Written task: Rewrite every line of the items below as a numbered list, omitting any blank lines.

——

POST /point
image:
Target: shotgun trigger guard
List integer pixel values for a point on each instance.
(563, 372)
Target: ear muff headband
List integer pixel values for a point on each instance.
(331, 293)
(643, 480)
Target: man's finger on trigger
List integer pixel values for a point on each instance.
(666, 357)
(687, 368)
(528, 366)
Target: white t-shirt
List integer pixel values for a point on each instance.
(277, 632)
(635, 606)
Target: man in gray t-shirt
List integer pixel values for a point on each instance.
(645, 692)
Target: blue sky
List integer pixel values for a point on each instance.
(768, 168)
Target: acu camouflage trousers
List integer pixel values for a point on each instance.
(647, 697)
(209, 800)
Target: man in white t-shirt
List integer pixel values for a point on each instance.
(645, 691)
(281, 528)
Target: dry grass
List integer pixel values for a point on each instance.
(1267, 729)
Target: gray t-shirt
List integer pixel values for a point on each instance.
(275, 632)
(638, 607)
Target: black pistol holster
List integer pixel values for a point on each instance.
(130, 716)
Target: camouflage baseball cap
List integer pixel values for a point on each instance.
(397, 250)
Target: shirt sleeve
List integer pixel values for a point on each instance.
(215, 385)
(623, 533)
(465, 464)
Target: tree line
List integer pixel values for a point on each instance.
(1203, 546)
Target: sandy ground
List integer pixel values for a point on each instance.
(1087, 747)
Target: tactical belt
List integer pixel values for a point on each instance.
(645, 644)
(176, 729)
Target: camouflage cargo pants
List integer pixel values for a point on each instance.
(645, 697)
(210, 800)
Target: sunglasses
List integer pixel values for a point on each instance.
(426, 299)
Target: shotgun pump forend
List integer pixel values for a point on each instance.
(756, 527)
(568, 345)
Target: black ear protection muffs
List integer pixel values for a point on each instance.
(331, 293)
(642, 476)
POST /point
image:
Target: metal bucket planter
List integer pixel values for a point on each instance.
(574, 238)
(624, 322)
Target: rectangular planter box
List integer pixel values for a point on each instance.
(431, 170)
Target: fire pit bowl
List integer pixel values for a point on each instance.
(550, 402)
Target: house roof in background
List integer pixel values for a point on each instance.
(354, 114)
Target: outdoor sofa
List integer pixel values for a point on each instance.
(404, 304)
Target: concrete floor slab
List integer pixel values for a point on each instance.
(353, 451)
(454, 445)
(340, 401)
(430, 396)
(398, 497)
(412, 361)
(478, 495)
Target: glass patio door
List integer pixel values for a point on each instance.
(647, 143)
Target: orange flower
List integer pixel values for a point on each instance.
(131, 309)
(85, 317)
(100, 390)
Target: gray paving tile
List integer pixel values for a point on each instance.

——

Full response:
1. POST /point
2. image:
3. Target: shotgun trigger guard
4. List integer pixel values for a point on each instance.
5. (563, 372)
6. Target: ear muff headband
7. List integer pixel values for a point on each instance.
8. (331, 293)
9. (643, 480)
10. Target: man's finger on trigger
11. List integer pixel values for a point on each instance.
12. (666, 357)
13. (687, 368)
14. (528, 366)
15. Target: white t-shirt
16. List integer pixel values for a point on each instance.
17. (277, 632)
18. (635, 606)
19. Target: man in gray t-shirt
20. List integer pixel values for a point on each instance.
21. (645, 692)
22. Target: blue sky
23. List integer pixel values for a point on each instance.
24. (768, 168)
25. Target: acu camouflage trousers
26. List integer pixel values for a point on each instance.
27. (647, 697)
28. (209, 800)
29. Target: man in white t-shirt
30. List integer pixel values for a point on each instance.
31. (645, 691)
32. (281, 528)
33. Target: dry grass
34. List integer pixel values for a point on each instance.
35. (1267, 729)
36. Target: gray t-shirt
37. List integer pixel values for a point on each instance.
38. (275, 632)
39. (638, 607)
40. Target: black pistol holster
41. List integer pixel values for a point on each instance.
42. (130, 716)
43. Target: camouflage baseball cap
44. List integer pixel values for a point on each instance.
45. (397, 250)
46. Target: shirt sleeve
47. List integer pixel values for a point on each instance.
48. (215, 385)
49. (623, 533)
50. (465, 464)
51. Target: tree line
52. List integer pixel values for a point on each instance.
53. (1203, 546)
54. Target: sandy ground
55. List integer pixel values for a point on each instance.
56. (1087, 747)
57. Target: tactical belt
58. List integer pixel values for a point on each instance.
59. (645, 644)
60. (176, 729)
61. Target: camouflage cargo pants
62. List integer pixel values for a point on each instance.
63. (645, 697)
64. (210, 800)
65. Target: sunglasses
66. List integer pixel values for a point on each instance.
67. (426, 299)
68. Target: shotgun pump forend
69. List integer pixel values for a point on each instance.
70. (756, 527)
71. (568, 345)
72. Target: black ear protection muffs
73. List integer pixel values for a point on each instance.
74. (331, 293)
75. (642, 476)
76. POST /point
77. image:
78. Target: metal bucket planter
79. List integer pixel values for a point on each instance.
80. (574, 238)
81. (624, 322)
82. Target: rectangular planter box
83. List integer pixel values for a point on each instance.
84. (431, 170)
85. Target: fire pit bowl
86. List integer pixel values for a point on each instance.
87. (550, 402)
88. Target: house roof in background
89. List integer pixel values for a point on each instance.
90. (354, 114)
91. Target: outdoor sofa
92. List integer pixel values for a point on each instance.
93. (404, 304)
94. Target: concrete floor slab
95. List integer pixel values for a point on each instance.
96. (353, 451)
97. (454, 445)
98. (340, 401)
99. (430, 396)
100. (398, 497)
101. (412, 361)
102. (478, 495)
103. Target: glass patio door
104. List integer pixel values for a point on each instance.
105. (647, 143)
106. Target: orange flower
107. List integer pixel values for a point on each instance.
108. (131, 309)
109. (85, 317)
110. (100, 390)
111. Target: gray paving tile
112. List integer pixel values for a point on each instance.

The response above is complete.